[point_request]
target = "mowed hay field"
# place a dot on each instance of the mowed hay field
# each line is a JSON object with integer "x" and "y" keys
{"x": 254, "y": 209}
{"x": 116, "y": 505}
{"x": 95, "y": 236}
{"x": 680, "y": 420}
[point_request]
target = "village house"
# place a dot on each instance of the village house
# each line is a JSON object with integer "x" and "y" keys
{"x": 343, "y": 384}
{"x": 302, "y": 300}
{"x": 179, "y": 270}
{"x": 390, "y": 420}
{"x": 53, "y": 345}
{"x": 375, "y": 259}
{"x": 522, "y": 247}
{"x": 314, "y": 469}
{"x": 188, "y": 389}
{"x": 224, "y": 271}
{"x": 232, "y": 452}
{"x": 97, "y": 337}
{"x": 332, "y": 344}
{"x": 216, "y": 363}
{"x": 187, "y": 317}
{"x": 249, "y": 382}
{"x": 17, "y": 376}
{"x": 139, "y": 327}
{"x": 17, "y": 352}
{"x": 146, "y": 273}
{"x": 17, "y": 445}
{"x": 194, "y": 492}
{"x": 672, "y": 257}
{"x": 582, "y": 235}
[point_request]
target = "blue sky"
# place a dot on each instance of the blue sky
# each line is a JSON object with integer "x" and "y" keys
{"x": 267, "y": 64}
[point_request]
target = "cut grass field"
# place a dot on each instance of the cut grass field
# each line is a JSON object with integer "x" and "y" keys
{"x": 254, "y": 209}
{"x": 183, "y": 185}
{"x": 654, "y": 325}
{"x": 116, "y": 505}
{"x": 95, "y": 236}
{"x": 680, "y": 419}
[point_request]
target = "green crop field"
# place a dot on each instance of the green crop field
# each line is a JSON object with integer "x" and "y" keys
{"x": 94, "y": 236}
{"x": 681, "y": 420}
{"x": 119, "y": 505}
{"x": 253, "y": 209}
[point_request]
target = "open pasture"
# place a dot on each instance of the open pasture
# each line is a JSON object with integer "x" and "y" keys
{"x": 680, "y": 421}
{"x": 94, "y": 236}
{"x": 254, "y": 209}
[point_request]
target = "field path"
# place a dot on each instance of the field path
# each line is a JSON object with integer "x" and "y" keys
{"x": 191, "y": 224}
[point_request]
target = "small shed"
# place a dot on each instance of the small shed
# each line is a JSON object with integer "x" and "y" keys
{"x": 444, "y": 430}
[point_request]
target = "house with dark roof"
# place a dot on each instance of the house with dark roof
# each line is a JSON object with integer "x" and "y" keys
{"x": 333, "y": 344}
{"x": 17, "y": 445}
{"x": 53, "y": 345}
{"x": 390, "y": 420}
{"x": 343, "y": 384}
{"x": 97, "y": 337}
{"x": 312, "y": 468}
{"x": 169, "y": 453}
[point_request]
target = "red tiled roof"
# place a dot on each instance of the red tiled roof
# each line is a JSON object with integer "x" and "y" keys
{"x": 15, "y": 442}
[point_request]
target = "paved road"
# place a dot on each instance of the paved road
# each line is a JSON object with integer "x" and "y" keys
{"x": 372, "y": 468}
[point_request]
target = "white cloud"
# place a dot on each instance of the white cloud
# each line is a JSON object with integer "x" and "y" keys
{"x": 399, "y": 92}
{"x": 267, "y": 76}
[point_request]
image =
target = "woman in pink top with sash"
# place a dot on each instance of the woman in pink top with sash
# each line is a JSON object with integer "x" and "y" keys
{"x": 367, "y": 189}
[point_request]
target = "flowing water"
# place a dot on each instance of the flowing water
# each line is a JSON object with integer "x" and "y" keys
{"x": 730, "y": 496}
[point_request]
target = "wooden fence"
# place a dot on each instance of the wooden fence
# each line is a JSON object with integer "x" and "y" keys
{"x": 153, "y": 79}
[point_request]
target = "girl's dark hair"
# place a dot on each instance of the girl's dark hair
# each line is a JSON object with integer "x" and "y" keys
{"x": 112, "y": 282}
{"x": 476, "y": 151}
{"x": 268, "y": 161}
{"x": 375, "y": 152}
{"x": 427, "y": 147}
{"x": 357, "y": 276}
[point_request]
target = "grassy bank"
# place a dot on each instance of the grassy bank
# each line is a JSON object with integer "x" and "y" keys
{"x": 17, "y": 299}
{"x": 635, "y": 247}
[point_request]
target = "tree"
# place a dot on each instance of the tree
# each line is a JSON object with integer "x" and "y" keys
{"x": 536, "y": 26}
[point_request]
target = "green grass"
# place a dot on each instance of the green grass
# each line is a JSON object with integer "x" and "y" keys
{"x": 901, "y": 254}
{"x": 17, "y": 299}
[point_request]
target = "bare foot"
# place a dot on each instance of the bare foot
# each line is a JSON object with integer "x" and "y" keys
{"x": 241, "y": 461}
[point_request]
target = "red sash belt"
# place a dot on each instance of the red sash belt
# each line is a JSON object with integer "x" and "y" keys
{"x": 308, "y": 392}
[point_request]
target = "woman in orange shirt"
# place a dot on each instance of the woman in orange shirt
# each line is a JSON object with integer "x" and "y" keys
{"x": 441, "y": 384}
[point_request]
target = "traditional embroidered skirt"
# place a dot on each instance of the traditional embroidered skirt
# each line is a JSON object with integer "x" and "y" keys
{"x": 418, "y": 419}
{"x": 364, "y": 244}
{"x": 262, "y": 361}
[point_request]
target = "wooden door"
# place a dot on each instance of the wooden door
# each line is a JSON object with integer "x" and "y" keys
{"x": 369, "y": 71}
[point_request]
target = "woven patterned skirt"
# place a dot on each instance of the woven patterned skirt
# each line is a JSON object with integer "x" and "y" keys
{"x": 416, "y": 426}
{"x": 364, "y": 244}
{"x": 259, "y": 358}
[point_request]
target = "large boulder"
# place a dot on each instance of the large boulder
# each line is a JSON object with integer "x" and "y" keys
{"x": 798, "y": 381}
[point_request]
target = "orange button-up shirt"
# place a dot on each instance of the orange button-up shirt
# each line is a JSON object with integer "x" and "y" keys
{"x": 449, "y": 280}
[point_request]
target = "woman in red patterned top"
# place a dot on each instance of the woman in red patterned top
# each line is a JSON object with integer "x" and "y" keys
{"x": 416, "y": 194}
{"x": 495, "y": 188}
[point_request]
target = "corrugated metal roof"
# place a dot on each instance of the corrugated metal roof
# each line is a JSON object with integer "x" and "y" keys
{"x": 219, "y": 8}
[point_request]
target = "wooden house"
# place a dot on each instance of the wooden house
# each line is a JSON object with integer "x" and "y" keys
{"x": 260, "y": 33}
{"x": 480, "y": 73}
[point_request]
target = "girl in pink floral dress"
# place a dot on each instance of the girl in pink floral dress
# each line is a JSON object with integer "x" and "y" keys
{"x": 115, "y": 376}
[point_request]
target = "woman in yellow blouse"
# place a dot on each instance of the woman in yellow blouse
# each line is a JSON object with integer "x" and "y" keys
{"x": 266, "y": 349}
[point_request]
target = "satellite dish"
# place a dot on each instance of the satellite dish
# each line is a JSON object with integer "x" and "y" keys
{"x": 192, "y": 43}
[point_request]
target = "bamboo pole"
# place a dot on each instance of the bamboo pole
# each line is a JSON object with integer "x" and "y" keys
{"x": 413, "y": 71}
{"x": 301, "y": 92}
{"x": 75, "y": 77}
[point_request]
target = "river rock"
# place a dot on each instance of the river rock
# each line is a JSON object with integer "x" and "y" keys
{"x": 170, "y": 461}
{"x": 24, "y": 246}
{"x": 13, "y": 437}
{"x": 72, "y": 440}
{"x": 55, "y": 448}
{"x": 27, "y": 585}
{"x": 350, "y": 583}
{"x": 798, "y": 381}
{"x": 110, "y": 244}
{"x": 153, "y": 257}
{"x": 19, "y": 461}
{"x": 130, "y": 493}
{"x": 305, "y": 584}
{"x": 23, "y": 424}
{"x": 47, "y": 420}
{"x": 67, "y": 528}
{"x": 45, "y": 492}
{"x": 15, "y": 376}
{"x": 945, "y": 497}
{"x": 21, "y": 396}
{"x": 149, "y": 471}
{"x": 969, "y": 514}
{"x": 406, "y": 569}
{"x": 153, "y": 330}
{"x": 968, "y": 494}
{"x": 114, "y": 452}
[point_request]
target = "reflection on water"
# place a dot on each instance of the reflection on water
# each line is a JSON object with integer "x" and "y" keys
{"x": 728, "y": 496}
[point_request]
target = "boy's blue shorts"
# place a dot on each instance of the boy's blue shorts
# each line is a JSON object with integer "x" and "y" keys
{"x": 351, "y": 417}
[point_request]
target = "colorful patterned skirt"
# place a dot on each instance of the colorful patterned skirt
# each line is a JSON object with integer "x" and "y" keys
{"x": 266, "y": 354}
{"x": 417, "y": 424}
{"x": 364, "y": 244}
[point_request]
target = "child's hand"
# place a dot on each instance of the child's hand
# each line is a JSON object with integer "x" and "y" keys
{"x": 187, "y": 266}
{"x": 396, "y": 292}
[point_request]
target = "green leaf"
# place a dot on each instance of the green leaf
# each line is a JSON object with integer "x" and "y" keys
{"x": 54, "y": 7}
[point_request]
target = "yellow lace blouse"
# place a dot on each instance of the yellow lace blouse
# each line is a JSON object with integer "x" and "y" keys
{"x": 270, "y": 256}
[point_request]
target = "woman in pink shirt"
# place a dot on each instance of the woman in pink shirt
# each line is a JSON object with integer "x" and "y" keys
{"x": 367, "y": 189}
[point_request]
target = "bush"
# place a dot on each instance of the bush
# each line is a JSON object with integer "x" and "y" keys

******

Gather all lines with the string "bamboo" from the data.

target = "bamboo pole"
# place a dot on each instance of the bamboo pole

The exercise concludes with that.